*AIM*: Rewrite the records below, replacing "pixel coordinates" with "image coordinates" and leaving every other line unchanged.

*SUPPLIED RECORDS*:
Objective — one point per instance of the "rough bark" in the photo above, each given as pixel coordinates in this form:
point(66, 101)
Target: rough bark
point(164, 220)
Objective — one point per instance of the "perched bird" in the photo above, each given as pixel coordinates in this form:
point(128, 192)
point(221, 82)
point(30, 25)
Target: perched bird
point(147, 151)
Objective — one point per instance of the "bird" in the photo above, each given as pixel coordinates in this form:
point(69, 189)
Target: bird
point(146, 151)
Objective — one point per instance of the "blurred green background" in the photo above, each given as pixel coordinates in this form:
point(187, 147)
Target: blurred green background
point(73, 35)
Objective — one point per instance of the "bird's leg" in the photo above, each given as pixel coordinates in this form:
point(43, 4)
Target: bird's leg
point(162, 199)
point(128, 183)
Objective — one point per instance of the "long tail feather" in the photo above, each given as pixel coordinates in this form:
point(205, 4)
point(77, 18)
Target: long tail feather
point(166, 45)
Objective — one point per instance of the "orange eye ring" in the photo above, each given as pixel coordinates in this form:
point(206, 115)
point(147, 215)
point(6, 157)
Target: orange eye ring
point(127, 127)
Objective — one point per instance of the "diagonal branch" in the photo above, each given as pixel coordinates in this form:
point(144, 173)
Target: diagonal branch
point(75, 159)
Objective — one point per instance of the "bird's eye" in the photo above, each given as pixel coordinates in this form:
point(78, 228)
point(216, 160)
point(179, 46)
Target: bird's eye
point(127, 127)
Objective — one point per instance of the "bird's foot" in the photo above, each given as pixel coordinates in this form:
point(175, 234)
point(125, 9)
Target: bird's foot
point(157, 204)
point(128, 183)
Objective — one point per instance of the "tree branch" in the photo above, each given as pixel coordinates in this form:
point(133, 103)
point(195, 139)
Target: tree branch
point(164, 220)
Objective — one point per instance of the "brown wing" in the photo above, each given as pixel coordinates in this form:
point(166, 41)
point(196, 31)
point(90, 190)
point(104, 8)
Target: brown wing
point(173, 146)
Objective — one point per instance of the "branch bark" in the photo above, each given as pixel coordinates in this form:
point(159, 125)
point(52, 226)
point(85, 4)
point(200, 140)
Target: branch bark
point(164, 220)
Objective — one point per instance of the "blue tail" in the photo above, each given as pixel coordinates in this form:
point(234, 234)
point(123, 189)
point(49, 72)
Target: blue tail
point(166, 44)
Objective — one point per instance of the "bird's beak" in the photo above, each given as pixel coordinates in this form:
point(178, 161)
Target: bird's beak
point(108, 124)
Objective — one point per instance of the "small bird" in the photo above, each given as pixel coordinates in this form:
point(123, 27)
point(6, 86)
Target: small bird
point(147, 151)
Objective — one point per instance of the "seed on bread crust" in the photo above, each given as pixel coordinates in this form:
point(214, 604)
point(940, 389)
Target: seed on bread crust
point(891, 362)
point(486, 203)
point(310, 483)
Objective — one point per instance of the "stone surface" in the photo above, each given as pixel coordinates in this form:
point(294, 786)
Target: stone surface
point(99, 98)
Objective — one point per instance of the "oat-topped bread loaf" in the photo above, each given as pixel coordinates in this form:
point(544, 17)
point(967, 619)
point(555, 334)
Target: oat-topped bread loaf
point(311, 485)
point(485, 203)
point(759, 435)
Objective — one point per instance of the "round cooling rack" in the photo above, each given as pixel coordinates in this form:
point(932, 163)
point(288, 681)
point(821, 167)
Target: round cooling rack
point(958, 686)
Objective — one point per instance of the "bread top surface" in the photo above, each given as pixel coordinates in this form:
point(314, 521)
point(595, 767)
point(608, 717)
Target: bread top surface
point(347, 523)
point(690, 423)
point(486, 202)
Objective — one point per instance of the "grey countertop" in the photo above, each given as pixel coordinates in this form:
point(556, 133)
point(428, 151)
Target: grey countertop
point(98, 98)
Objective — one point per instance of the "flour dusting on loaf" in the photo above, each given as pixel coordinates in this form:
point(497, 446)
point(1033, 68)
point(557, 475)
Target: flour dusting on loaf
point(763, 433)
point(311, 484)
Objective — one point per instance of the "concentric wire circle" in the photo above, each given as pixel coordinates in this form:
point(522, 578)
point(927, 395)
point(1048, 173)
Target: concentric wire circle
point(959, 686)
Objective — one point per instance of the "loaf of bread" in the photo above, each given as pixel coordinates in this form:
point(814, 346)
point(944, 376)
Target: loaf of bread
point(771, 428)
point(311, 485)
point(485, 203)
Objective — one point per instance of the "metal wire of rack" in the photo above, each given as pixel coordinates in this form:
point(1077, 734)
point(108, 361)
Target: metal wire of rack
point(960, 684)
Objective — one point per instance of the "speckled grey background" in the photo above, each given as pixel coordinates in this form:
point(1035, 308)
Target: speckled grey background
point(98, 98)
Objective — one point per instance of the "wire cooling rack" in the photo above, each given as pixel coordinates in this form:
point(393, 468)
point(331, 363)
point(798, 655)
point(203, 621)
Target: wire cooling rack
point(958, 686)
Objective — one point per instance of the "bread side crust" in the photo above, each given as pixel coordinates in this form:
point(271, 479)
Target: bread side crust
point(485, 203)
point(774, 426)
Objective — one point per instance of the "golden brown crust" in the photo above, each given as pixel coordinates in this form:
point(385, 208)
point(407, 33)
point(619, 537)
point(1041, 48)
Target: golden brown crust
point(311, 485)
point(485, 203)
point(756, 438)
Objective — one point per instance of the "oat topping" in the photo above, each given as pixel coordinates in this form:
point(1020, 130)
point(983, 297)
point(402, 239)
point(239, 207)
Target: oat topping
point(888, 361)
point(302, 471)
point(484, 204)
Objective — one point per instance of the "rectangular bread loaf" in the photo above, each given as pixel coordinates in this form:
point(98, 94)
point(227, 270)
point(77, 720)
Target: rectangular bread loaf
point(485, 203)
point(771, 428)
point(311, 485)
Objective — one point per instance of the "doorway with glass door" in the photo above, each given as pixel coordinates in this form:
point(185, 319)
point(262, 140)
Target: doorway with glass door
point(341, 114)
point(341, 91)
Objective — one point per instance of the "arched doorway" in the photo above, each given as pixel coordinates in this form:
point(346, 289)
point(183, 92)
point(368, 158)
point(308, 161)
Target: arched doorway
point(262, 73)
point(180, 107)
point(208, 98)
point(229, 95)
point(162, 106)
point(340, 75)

*RESPONSE TO THE TASK*:
Objective — one point per instance of the "rough bark" in the photo above, each given as image coordinates in this form:
point(66, 101)
Target: rough bark
point(164, 220)
Objective — one point per instance of the "perched bird" in the photo above, each given as image coordinates in this form:
point(128, 192)
point(221, 82)
point(30, 25)
Target: perched bird
point(147, 151)
Objective — one point per instance of the "bird" in the photo above, each given as image coordinates in this form:
point(69, 189)
Target: bird
point(146, 151)
Objective — one point per instance of the "blurred green background" in the photo above, each given as image coordinates in this form:
point(187, 147)
Target: blurred green background
point(73, 35)
Objective — one point per instance of the "bird's leg" in the photo above, each given as image coordinates in this form:
point(43, 4)
Target: bird's leg
point(162, 199)
point(128, 183)
Objective — one point per instance of the "long tail feather" in the photo above, each given as image coordinates in this form:
point(205, 4)
point(77, 18)
Target: long tail feather
point(166, 45)
Objective — one point per instance of the "orange eye ring" in the photo above, each given as image coordinates in this form:
point(206, 115)
point(147, 215)
point(6, 157)
Target: orange eye ring
point(127, 127)
Objective — one point per instance of the "diagonal branch" in the photo above, each given as image coordinates in this form:
point(144, 173)
Target: diagonal branch
point(75, 159)
Objective — one point per instance of the "bird's eye" in the photo above, each given as image coordinates in this form:
point(78, 228)
point(216, 160)
point(179, 46)
Target: bird's eye
point(127, 127)
Objective — one point per instance of the "bird's foot" in the photo above, each given as image coordinates in this form:
point(175, 234)
point(125, 9)
Target: bird's foot
point(157, 204)
point(128, 183)
Objective — one point per instance of the "tree branch" in the photo above, each given as image coordinates in this form:
point(133, 103)
point(195, 139)
Target: tree branch
point(164, 220)
Objective — one point per instance of the "brown wing" in the photo above, each given as image coordinates in this form:
point(166, 41)
point(196, 31)
point(90, 190)
point(104, 8)
Target: brown wing
point(173, 146)
Objective — one point per instance of the "branch bark" in the photo above, each given as image coordinates in this form:
point(159, 125)
point(52, 226)
point(85, 4)
point(200, 140)
Target: branch bark
point(164, 220)
Objective — one point per instance of the "blue tail" in the photo above, each given as image coordinates in this form:
point(234, 234)
point(123, 189)
point(49, 72)
Target: blue tail
point(166, 44)
Objective — one point per instance of the "bird's beak" in the photo above, each given as image coordinates in this form:
point(178, 161)
Target: bird's beak
point(108, 124)
Objective — one point per instance of the "small bird" in the photo above, each given as image coordinates in this form:
point(123, 27)
point(6, 86)
Target: small bird
point(147, 151)
Objective — one point per instance of the "seed on bread crust" in the photo above, each given as image coordinates in this form:
point(214, 604)
point(940, 389)
Target: seed on bread crust
point(891, 362)
point(486, 203)
point(310, 483)
Objective — one point per instance of the "stone surface" in the photo above, each given as image coordinates in this form:
point(294, 786)
Target: stone surface
point(99, 98)
Objective — one point per instance of the "oat-topped bread loaf" in the photo above, each given as image coordinates in this form:
point(544, 17)
point(967, 619)
point(555, 334)
Target: oat-topped bread loaf
point(311, 485)
point(485, 203)
point(759, 435)
Objective — one point per instance of the "round cooling rack" in the photo above, each given as image coordinates in this form:
point(932, 163)
point(288, 681)
point(821, 167)
Target: round cooling rack
point(958, 686)
Objective — one point per instance of the "bread top surface" in the photo above, each given as image coordinates in this form:
point(314, 521)
point(595, 767)
point(608, 717)
Target: bread top surface
point(347, 523)
point(690, 423)
point(486, 202)
Objective — one point per instance of the "grey countertop" in the photo above, each given as image coordinates in this form:
point(556, 133)
point(428, 151)
Target: grey countertop
point(98, 98)
Objective — one point per instance of the "flour dusting on loaf" in the photo above, each given as image coordinates in this form:
point(497, 446)
point(1033, 68)
point(557, 475)
Target: flour dusting on loaf
point(763, 433)
point(311, 484)
Objective — one point per instance of the "concentric wire circle" in the photo above, each given as image coordinates in this form:
point(522, 578)
point(927, 395)
point(1048, 173)
Target: concentric wire circle
point(959, 686)
Objective — one point per instance of the "loaf of bread" in the photo above, each given as image coordinates in this form:
point(814, 346)
point(944, 376)
Target: loaf of bread
point(771, 428)
point(311, 485)
point(485, 203)
Objective — one point per instance of the "metal wire of rack" in the photo above, each given as image coordinates in this form:
point(1077, 734)
point(108, 361)
Target: metal wire of rack
point(960, 684)
Objective — one point per instance of the "speckled grey background" in the photo above, each given as image coordinates in this form:
point(1035, 308)
Target: speckled grey background
point(98, 98)
Objective — one point per instance of the "wire cooling rack" in the photo above, each given as image coordinates in this form:
point(393, 468)
point(331, 363)
point(798, 655)
point(203, 621)
Target: wire cooling rack
point(958, 686)
Objective — one point per instance of the "bread side crust" in the photo above, each given as image coordinates in this form:
point(271, 479)
Target: bread side crust
point(485, 203)
point(774, 426)
Objective — one point per instance of the "golden brown crust" in the photo above, each given as image coordinates in this form:
point(385, 208)
point(407, 33)
point(619, 537)
point(1041, 48)
Target: golden brown crust
point(311, 485)
point(485, 203)
point(756, 438)
Objective — one point per instance of the "oat topping" in the photo above, each given as image coordinates in this form:
point(1020, 130)
point(983, 297)
point(402, 239)
point(239, 207)
Target: oat topping
point(888, 361)
point(302, 471)
point(484, 204)
Objective — one point per instance of the "rectangular bread loaf" in the photo above, each given as image coordinates in this form:
point(98, 94)
point(227, 270)
point(77, 720)
Target: rectangular bread loaf
point(485, 203)
point(771, 428)
point(311, 485)
Objective — one point per instance of the "doorway with glass door" in the photo above, each given as image coordinates in this form:
point(185, 319)
point(262, 140)
Target: doorway with glass door
point(341, 114)
point(341, 91)
Objective — one point per instance of the "arched doorway" in the photo above, each given as image coordinates in this form:
point(346, 289)
point(183, 92)
point(368, 158)
point(308, 161)
Target: arched doorway
point(262, 73)
point(180, 107)
point(208, 98)
point(229, 95)
point(162, 106)
point(340, 75)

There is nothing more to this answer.